Can you copy the records from the beginning through the line containing "[319, 93, 329, 182]", substituting "image" for every "photo" and changing nothing else? Leave the pictures out of your answer.

BEGIN Data extract

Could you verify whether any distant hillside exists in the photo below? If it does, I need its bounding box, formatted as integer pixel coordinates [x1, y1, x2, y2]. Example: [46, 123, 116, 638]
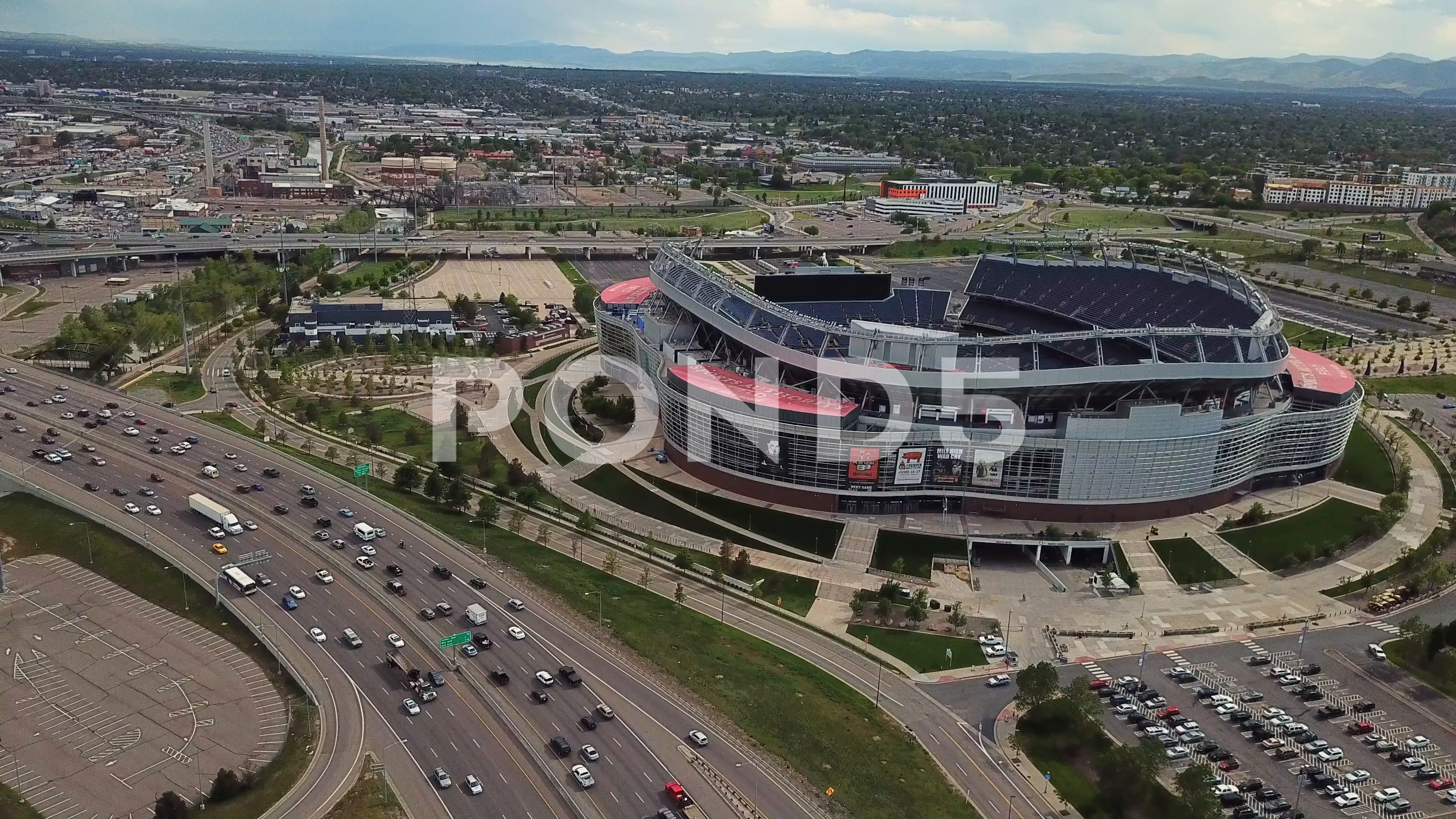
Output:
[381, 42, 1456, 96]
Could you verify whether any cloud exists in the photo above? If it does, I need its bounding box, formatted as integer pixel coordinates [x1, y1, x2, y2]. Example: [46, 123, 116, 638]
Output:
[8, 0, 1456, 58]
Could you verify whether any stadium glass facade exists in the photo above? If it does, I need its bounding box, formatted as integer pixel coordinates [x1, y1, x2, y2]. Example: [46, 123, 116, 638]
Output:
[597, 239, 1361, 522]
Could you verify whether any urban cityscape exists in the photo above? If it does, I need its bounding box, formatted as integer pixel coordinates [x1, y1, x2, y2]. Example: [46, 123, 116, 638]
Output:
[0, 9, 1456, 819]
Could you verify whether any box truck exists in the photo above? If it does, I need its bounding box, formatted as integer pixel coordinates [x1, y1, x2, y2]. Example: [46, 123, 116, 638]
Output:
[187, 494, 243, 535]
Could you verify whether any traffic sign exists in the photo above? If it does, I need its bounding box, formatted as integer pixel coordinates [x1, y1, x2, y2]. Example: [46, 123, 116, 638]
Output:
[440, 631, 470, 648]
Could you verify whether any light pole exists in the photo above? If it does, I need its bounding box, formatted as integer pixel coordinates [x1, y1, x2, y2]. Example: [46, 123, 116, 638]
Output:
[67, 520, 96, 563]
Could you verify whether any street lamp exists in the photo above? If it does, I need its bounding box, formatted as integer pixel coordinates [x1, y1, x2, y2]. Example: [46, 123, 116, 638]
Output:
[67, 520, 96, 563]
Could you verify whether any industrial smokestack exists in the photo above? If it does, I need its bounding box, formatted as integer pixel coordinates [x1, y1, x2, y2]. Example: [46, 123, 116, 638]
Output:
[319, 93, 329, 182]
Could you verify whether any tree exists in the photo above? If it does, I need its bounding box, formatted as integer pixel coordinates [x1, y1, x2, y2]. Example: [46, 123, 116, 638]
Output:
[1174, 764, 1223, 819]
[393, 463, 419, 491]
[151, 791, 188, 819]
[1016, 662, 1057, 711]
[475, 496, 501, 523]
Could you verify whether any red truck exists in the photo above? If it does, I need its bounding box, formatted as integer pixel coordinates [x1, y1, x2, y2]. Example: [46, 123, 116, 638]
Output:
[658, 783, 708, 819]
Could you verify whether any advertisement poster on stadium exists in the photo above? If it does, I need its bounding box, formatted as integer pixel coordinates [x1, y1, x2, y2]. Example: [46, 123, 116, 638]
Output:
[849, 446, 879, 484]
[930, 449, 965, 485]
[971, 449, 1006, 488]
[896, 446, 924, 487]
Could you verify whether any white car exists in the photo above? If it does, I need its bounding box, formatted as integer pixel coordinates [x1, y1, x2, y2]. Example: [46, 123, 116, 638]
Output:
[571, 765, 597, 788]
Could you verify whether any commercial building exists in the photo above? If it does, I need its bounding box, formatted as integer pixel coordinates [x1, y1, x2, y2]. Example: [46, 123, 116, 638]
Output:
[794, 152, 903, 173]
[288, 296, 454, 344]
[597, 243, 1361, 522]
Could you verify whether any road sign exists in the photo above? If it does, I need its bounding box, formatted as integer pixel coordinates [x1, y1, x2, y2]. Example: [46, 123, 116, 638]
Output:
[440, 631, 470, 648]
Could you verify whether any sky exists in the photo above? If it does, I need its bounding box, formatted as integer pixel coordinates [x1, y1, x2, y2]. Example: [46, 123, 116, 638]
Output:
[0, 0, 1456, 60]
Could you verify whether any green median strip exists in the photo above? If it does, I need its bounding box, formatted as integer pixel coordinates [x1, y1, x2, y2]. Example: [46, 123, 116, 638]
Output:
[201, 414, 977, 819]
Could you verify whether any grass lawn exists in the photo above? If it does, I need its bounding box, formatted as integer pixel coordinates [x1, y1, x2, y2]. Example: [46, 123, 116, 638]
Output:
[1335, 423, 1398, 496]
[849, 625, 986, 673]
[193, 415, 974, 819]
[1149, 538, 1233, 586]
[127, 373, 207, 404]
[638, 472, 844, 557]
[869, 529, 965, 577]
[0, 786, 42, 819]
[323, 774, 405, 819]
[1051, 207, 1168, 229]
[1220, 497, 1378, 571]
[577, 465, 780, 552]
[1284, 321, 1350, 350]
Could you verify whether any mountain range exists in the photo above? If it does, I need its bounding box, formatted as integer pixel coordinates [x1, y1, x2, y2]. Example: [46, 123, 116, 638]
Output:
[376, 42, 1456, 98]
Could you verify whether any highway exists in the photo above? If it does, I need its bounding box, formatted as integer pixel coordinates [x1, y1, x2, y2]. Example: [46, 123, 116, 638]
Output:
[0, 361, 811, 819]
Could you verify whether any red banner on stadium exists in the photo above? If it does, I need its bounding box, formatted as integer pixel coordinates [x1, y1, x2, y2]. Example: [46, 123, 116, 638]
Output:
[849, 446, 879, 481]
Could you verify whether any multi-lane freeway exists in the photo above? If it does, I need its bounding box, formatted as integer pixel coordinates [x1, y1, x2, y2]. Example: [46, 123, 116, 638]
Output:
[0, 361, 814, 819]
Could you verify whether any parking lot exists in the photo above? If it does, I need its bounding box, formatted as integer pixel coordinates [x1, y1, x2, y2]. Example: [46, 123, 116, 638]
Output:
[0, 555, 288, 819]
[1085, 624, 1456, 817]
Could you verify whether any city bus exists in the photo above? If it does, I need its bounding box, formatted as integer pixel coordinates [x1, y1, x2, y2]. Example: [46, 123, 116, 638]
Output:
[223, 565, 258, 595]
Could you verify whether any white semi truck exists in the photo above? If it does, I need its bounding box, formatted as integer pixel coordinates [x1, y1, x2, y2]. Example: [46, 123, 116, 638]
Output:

END Data extract

The reply:
Could you verify whether any distant hillside exists in the image below? If it does, I need its bounding box, formatted as integer pixel coordinates [x1, y1, x2, y2]. Example: [46, 123, 116, 638]
Output:
[381, 42, 1456, 96]
Could you verify whether any cloud exists in the image above? If it does, I need its bounding box, formatted as integer pixel coordinates [x1, y1, x2, y2]. Example: [46, 123, 116, 638]
Output:
[8, 0, 1456, 58]
Could you verify whether any stadium glass facade exists in the image above? If it does, I need its bounding box, formatted as integer pixel coordinates [x1, y1, x2, y2]. Example: [46, 123, 116, 638]
Output:
[597, 239, 1361, 522]
Could you verify whether any urban cityscape exists in the image above? If it does, I need its bounding box, formatted as integer pixel coordinates [x1, y1, x2, y2]. Example: [46, 123, 116, 638]
Output:
[0, 9, 1456, 819]
Could you verify whether any box truck exists in the image above? If it does, I need its bounding box, formatted as integer pixel coordinates [x1, y1, x2, y2]. Example: [46, 123, 116, 638]
Output:
[187, 494, 243, 535]
Could you verify whether any traffic sign exists in the image above? If it does, I need its bounding box, formatted as integer pixel coordinates [x1, y1, x2, y2]. Example: [46, 123, 116, 638]
Output:
[440, 631, 470, 648]
Could you verify whether any light pole exists in the image above? If it does, I need its bounding box, formatted as integer pixel coordinates [x1, y1, x2, y2]. Example: [46, 123, 116, 638]
Output:
[67, 520, 96, 563]
Could you verify whether any street lamp exists in the image above? If it does, I need its bounding box, formatted as integer pixel coordinates [x1, y1, x2, y2]. Example: [46, 123, 116, 638]
Output:
[67, 520, 96, 563]
Could you verify whether any industrial smokestack exists in the image above? If it does, I need its bounding box, formatted as integer pixel coordinates [x1, y1, x2, y2]. Example: [46, 123, 116, 638]
Output:
[319, 93, 329, 182]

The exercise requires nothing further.